Excerpted text Start Marker
Antihyperglycaemic effect of extract on streptozotocin-induced diabetic rats

Diabetes was induced in 18 h fasted rats by intraperitoneally injecting the rats with freshly prepared solution of streptozotocin (65 mg/kg) in 0.1 M sodium citrate buffer (pH 4.5). The blood glucose levels of the rats were observed after 72 hours of induction and they were left for 5 days afterwards. Rats with fasting blood sugar (FBS ⩾ 11.0 mmol/l) were considered diabetic and separately divided into 4 groups of 8 rats viz; negative control that were orally given 1% Tween 80 in distilled water, test groups that received, 100 and 200 mg/kg (doses with the highest activity from glucose-induced hyperglycaemic experiment); the positive control group that were administered with glibenclamide (5 mg/kg). Each group was treated daily accordingly for 14 days while blood glucose levels were monitored on days 1, 4, 7, 10, and 14, and the percentage blood glucose reduction was determined and compared with that of the control.^36-38

Protein and ligand preparation

The three-dimensional (3D) structures of α-amylase, α-glucosidase, SGLT-2, PPAR-γ, 11-betahydroxylsteroiddehydrogenase, and dipeptidylpeptidase-4 enzymes were obtained from the Protein Data Bank (www.rcsb.org) with PDB IDs 4GQR, 3L4Y, 3DH4, 5LSG, 1BHS and 3D4L, respectively. The amino acid residues in the binding sites of these enzymes were identified and visualized using PyMOL by considering residues with 5 Å, while those that were without co-crystalized ligand was viewed with Computed Atlas of Surface Topography of Proteins (CASTp) server (see supplementary material, Table S1). Then, the co-crystallized ligand, water molecules, co-factors and ions were removed and the pure proteins were saved in pdb format for molecular docking studies.

Ligand construction

The 3D chemical structures of standard drugs Acarbose (for α-amylase and α-glucosidase) and 27 phytoconstituentS1^5,24 previously isolated and identified from P nigrescens were downloaded from the PubChem database in sdf format (see supplementary material, Table S2). The energy minimization of the ligands was executed using the in-built Open Babel GUI plugin of the PyRx 0.8 software. All minimized chemical structures were converted and saved in PDB format.
Excerpted text End Marker
Recorded data Start Marker
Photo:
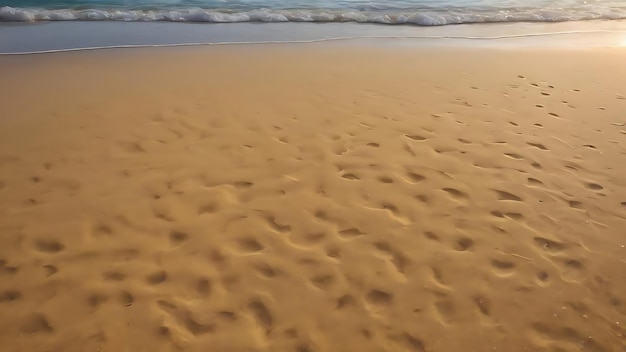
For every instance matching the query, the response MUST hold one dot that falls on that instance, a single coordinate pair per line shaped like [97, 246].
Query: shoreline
[313, 198]
[28, 38]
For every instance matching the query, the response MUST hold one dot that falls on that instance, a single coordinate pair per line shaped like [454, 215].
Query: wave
[420, 18]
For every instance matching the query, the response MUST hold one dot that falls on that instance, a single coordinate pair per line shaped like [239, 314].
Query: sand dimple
[49, 245]
[503, 195]
[433, 209]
Recorded data End Marker
■ Task list
(a) Answer these three questions using the diabetes study methods text.
(i) What dose of streptozotocin was injected to induce diabetes?
(ii) Which PDB ID was used for α-glucosidase?
(iii) Which software's built-in Open Babel plugin carried out the energy minimization of the ligands?
(b) Extend the diabetes study methods text, beginning after its final sentence.

■ Results of the tasks
(a)
(i) 65 mg/kg
(ii) 3L4Y
(iii) PyRx 0.8

(b)
Molecular docking studies

The molecular docking protocol was first validated before docking studies were performed. The validation was performed by re-docking the co-crystallized ligand into binding pocket of each enzyme. Root mean square deviation (RMSD) values of the resulting re-docked and co-crystallized ligand were estimated using PyMOL software.

To perform the virtual screening, the PDB files of the individual target proteins were loaded on MGL Tool where polar hydrogen atoms were added to each to each protein and nonpolar hydrogen atoms were merged and the resulting proteins were saved in PDBQT format. Each protein was thereafter loaded in PyRx 0.8 software and the grid box centre and the dimension of the enzyme binding site was set. Docking runs for each ligand was carried out using the built-in Autodock Vina tool with an exhaustiveness value of 50.³⁹ Result output with the best docking pose, lowest RMSD value, and binding energy was selected. The hydrogen bonding, hydrophobic, electrostatic, and pi-interactions of each protein-ligand complex was analysed using discovery studio software 2020.

Results and Discussion

Safety profile of P nigrescens

In the acute toxicity test of the fruit extract of P nigrescens using Lorke’s method in this study, no death or any changes in the breathing pattern of the rats were recorded during the period of the experiment. In addition, the extract did not cause any adverse effects on the skin, gastrointestinal, sensory and nervous systems of the rats when its geometric graded doses up to 5000 mg/kg were given. Hence, the extract had LD₅₀ that was greater than 5000 mg/kg and was considered to be safe while the doses of 100, 200, and 400 mg/kg used in the antihyperglycaemic assays of the extract were also safe.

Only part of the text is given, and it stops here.